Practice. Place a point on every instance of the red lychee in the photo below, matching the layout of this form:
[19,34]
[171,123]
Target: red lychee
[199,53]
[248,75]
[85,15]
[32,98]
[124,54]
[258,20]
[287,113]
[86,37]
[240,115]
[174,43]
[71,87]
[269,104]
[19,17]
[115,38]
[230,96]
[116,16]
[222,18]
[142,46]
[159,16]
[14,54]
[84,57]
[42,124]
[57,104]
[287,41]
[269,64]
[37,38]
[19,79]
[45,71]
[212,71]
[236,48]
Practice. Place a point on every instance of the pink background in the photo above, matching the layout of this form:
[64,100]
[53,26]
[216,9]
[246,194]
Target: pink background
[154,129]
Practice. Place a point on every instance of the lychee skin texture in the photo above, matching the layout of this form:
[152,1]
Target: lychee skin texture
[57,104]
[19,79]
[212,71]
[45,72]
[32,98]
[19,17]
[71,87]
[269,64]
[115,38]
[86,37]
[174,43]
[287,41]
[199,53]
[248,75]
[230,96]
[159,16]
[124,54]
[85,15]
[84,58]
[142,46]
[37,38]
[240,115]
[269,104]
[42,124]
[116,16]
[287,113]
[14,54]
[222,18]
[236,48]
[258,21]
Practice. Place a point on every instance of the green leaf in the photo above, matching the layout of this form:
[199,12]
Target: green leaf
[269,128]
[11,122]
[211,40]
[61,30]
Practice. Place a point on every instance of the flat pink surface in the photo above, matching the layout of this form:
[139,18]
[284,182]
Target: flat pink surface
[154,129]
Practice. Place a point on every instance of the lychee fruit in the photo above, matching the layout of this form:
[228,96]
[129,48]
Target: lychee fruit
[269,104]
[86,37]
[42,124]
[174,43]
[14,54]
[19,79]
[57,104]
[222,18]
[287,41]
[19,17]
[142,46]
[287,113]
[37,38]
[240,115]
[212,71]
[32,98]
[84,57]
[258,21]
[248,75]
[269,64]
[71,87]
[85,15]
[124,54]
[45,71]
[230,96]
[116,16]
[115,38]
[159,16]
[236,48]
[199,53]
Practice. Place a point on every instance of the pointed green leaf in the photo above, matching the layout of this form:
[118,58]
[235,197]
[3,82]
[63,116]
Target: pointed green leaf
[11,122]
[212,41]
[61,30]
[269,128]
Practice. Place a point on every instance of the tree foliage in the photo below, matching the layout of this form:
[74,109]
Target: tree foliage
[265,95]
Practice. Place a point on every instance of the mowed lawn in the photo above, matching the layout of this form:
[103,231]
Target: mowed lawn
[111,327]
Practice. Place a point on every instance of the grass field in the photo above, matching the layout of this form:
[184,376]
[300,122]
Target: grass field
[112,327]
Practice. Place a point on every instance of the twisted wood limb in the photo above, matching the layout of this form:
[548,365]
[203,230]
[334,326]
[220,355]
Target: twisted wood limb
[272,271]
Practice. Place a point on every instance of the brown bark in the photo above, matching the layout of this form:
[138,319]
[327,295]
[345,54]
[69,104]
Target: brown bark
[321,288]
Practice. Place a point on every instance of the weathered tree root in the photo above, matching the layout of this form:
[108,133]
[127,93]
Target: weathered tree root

WHAT IS REQUIRED ▸
Transcribe all of the data above, line for line, with every character unchanged.

SOLUTION TO THIS PROBLEM ▸
Practice. Place a point on every instance of the red lychee in the photo below, matching the layout of this form:
[19,34]
[171,123]
Target: red lychee
[199,53]
[248,75]
[85,15]
[32,98]
[124,54]
[258,20]
[287,113]
[86,37]
[240,115]
[174,43]
[71,87]
[269,104]
[19,17]
[115,38]
[230,96]
[116,16]
[222,18]
[142,46]
[159,16]
[14,54]
[84,57]
[42,124]
[57,104]
[287,41]
[269,64]
[37,38]
[19,79]
[45,71]
[212,71]
[236,48]
Practice. Place a point on every instance of the pink background in the photo above, matching the layout of this form:
[64,100]
[53,26]
[216,9]
[246,194]
Target: pink background
[154,129]
Practice. Place a point on every instance of the lychee skin texture in the photo above, matching the layout of this form:
[152,1]
Target: lychee skin texture
[57,104]
[19,79]
[212,71]
[45,72]
[32,98]
[19,17]
[71,87]
[269,64]
[115,38]
[86,37]
[174,43]
[287,41]
[199,53]
[248,75]
[230,96]
[159,16]
[124,54]
[85,15]
[84,58]
[142,46]
[37,38]
[240,115]
[269,104]
[42,124]
[116,16]
[287,113]
[14,54]
[222,18]
[236,48]
[258,21]
Practice. Place a point on every instance of the green leaf in the photo above, matching the layout of this form:
[199,12]
Target: green leaf
[269,128]
[11,122]
[211,40]
[61,30]
Practice. Place a point on every instance of the flat pink surface in the photo above, matching the layout of this form:
[139,18]
[284,182]
Target: flat pink surface
[154,129]
Practice. Place a point on every instance of the lychee fruit in the photo above, matching the layout of this form:
[228,96]
[129,48]
Target: lychee fruit
[269,104]
[86,37]
[42,124]
[174,43]
[14,54]
[19,79]
[57,104]
[222,18]
[287,41]
[19,17]
[142,46]
[287,113]
[37,38]
[240,115]
[212,71]
[32,98]
[84,57]
[258,21]
[248,75]
[269,64]
[71,87]
[85,15]
[124,54]
[45,71]
[230,96]
[116,16]
[115,38]
[159,16]
[236,48]
[199,53]
Practice. Place a point on every instance of the pointed green leaf in the photo above, matching the layout of this form:
[118,58]
[235,197]
[3,82]
[63,116]
Target: pointed green leaf
[11,122]
[212,41]
[61,30]
[269,128]
Practice. Place a point on every instance of the tree foliage in the photo below, matching the layout of this form:
[74,109]
Target: tree foliage
[265,95]
Practice. Place a point on every instance of the mowed lawn in the photo above, matching the layout of this form:
[103,231]
Target: mowed lawn
[111,327]
Practice. Place a point on every instance of the grass field in the photo above, matching the layout of this form:
[184,376]
[300,122]
Target: grass field
[112,327]
Practice. Place a point on every instance of the twisted wood limb in the photo above, matching the layout of this form:
[548,365]
[203,230]
[334,326]
[220,355]
Target: twisted wood limb
[272,271]
Practice. Place a point on every instance of the brown bark in the photo above, matching the layout of this form:
[138,319]
[327,295]
[345,54]
[69,104]
Target: brown bark
[321,288]
Practice. Place a point on every instance of the weathered tree root in the photo above, matching the layout of this form:
[108,133]
[127,93]
Target: weathered tree root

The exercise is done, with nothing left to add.